[Collection entries]
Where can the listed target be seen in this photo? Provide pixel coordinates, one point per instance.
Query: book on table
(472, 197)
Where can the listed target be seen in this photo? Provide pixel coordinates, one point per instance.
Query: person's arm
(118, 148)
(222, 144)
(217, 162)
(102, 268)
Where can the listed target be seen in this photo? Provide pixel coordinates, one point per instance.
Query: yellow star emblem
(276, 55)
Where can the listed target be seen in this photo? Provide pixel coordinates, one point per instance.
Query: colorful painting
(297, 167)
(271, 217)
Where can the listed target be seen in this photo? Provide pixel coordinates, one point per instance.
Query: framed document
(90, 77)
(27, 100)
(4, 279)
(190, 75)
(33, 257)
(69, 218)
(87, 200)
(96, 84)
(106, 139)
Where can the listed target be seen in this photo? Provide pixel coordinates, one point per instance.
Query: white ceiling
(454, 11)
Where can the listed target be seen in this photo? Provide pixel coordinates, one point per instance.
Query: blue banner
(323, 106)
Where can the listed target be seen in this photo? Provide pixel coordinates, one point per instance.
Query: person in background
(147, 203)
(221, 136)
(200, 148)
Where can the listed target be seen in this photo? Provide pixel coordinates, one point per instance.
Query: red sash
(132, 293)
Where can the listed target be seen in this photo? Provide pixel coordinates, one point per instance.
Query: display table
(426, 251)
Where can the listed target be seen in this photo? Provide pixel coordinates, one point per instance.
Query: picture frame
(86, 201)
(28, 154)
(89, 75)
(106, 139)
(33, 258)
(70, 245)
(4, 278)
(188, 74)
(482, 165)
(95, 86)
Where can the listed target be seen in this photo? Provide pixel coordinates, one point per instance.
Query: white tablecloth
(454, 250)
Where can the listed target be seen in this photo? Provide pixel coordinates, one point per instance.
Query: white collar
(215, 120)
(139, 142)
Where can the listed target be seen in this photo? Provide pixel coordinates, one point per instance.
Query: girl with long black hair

> _Task prompt_
Transcribe the entries above so that nothing in them differs from the original.

> _Finished task_
Where can the listed target be seen in this photo? Provide pixel coordinates, one point per instance.
Query: book on table
(472, 197)
Where can the listed target be seen in this photo? Provide pixel coordinates, one point per instance.
Query: person's arm
(118, 148)
(222, 144)
(217, 162)
(102, 268)
Where can the listed target be seen in this photo? Provide pixel coordinates, one point per instance.
Query: yellow star emblem
(276, 55)
Where can the listed target be seen in this photo? Provide pixel coordinates, one point per instance.
Query: colorful painting
(297, 167)
(271, 217)
Where can the listed target be seen in this photo? Provide pixel coordinates, one point per instance.
Query: framed document
(90, 77)
(27, 100)
(4, 279)
(190, 75)
(33, 257)
(69, 218)
(87, 200)
(96, 84)
(106, 139)
Where can the listed target be seen in this photo? Provide pixel coordinates, one point per instance.
Query: white ceiling
(454, 11)
Where can the listed target be seen in this photo? Provide pixel coordinates, one point per instance.
Query: blue banner
(323, 106)
Where can the listed target be seen in this photo? Provide pixel coordinates, one point per instance.
Query: person in background
(147, 203)
(221, 136)
(200, 148)
Where can the listed target be seen in this photo? Provide pixel coordinates, one point per instance.
Query: red sash
(132, 293)
Where can the listed target be seen in this photo? Provide pixel coordinates, one point per instance.
Query: display table
(426, 251)
Where can the listed target be seen in this photo? Provide pixel coordinates, one point per instance.
Query: picture frame
(86, 201)
(28, 154)
(89, 75)
(106, 139)
(33, 258)
(70, 245)
(4, 278)
(188, 74)
(482, 165)
(95, 86)
Where can the listed target be seen in this photo? Provide pixel coordinates, one point per instance.
Query: white tablecloth
(454, 250)
Where can the listed target be seen in this photo? Provide pixel coordinates, one point per instance.
Query: white collar
(215, 120)
(139, 142)
Where can the listed target be seen in this photo? Provide pixel coordinates, one point per instance.
Query: girl with long black hair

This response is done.